→ **Problem details**:
Reproduce every item below word for word, leaving out the pictures.

→ **Given records**:
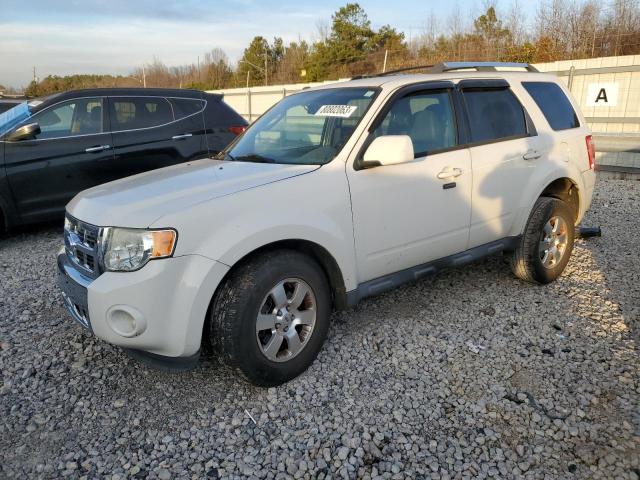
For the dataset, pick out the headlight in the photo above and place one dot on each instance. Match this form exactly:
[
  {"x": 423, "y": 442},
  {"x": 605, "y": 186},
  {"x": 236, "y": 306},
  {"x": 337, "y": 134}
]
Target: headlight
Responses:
[{"x": 128, "y": 249}]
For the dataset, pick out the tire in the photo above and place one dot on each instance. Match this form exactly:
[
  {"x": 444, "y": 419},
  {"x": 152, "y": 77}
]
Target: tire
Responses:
[
  {"x": 252, "y": 298},
  {"x": 531, "y": 261}
]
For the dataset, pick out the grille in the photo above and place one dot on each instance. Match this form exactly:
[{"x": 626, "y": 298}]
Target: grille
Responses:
[
  {"x": 78, "y": 312},
  {"x": 81, "y": 244}
]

→ **Worked answer**:
For the dataset, pick out the headlight in the photo above and place one dot on each instance. Match this form exactly:
[
  {"x": 423, "y": 442},
  {"x": 605, "y": 186},
  {"x": 236, "y": 306},
  {"x": 337, "y": 134}
]
Target: headlight
Responses:
[{"x": 128, "y": 249}]
For the dataset, pick out the tire in the photo above and place one dot on each instance. Match this form exactly:
[
  {"x": 444, "y": 419},
  {"x": 152, "y": 77}
]
Target: tire
Responses:
[
  {"x": 252, "y": 298},
  {"x": 531, "y": 261}
]
For the dataset, pick out the grille in the photo above and place one dot on each instance. Match this form exactly:
[{"x": 626, "y": 298}]
Target: grille
Responses:
[
  {"x": 78, "y": 312},
  {"x": 81, "y": 244}
]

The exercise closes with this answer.